═══ RECORDS FOR THE EXERCISE

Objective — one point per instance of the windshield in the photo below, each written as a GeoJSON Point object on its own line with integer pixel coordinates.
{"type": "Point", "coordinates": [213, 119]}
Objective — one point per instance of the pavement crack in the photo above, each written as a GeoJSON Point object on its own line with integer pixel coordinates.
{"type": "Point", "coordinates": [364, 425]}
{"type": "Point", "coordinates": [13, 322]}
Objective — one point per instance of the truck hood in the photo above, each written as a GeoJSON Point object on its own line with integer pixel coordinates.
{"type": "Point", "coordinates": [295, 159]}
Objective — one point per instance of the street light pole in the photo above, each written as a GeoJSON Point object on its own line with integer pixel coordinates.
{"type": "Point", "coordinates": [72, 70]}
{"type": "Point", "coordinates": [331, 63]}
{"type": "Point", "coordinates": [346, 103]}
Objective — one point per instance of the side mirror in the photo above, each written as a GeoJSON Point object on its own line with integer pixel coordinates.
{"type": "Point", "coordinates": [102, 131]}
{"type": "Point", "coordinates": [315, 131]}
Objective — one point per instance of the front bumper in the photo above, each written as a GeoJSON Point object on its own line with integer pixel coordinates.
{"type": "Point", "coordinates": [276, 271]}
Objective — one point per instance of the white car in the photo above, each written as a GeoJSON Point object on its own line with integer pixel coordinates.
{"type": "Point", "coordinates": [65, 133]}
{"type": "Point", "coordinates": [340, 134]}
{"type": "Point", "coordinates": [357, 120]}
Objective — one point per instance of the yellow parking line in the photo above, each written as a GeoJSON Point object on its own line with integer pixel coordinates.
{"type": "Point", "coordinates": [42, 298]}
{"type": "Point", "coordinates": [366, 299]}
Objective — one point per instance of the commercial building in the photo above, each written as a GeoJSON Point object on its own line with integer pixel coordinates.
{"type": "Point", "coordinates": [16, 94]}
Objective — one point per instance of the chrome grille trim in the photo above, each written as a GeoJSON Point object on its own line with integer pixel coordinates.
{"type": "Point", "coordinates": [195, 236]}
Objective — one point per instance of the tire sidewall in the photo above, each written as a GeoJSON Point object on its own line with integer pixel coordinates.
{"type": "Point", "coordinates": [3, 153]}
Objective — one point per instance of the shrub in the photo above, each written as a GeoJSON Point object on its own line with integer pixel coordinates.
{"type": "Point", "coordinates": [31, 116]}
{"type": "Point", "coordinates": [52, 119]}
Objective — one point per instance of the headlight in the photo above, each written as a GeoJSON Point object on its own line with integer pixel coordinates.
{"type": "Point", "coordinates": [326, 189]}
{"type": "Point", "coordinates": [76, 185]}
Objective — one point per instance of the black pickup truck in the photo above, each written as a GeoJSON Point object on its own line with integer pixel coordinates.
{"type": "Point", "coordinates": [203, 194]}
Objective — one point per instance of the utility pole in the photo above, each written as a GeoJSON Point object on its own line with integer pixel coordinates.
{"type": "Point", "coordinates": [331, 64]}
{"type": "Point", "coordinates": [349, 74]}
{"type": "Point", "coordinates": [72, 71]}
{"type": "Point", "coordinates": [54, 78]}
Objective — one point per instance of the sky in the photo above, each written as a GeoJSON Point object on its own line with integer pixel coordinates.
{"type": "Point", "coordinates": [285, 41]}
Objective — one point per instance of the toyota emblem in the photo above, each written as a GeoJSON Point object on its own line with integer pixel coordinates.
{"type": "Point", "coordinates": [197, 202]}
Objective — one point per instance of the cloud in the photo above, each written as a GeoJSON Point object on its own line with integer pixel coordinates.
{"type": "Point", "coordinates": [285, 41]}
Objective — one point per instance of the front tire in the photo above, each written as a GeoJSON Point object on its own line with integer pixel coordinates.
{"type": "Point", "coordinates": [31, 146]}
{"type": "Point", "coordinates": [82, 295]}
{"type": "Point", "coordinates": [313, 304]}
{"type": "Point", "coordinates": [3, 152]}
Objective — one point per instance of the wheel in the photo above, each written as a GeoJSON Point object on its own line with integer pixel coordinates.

══════

__WORK INSTRUCTIONS__:
Produce an exact repeat of the lines from the one containing "Objective — one point per instance of the headlight" through the last line of the data, and nothing more.

__TASK RESPONSE__:
Objective — one point per instance of the headlight in the photo above, each written as a GeoJSON Point object on its own line with integer pixel coordinates.
{"type": "Point", "coordinates": [326, 189]}
{"type": "Point", "coordinates": [76, 185]}
Objective — one point per instance of the black pickup truck in the photo above, each written as a GeoJSON Point object on its own line with integer pixel coordinates.
{"type": "Point", "coordinates": [203, 194]}
Objective — one point per instance of the utility pole in the photo above, each written as a GeoJSON Point object on its own line with integer pixel coordinates.
{"type": "Point", "coordinates": [331, 64]}
{"type": "Point", "coordinates": [349, 74]}
{"type": "Point", "coordinates": [72, 71]}
{"type": "Point", "coordinates": [54, 78]}
Objective — one point per instance of the sky in the photo above, each written as a GeoJSON Point object on its own line with integer pixel coordinates.
{"type": "Point", "coordinates": [285, 41]}
Objective — one point per instance of the toyota emblem in the photo above, each written as a GeoJSON Point object on its own line with integer pixel coordinates.
{"type": "Point", "coordinates": [197, 202]}
Objective — one point per instance of the cloud in the photo above, each written as a GeoJSON Point object on its own line with integer pixel coordinates.
{"type": "Point", "coordinates": [285, 41]}
Objective — one point per instance of the front tire in the photo above, each written as a GeoJSON Point object on its own line with integer pixel coordinates.
{"type": "Point", "coordinates": [31, 146]}
{"type": "Point", "coordinates": [82, 295]}
{"type": "Point", "coordinates": [313, 304]}
{"type": "Point", "coordinates": [3, 152]}
Objective — one point per instance of the wheel in the photo above, each written as a GeoJSON Point object on its own line with integer pixel coordinates.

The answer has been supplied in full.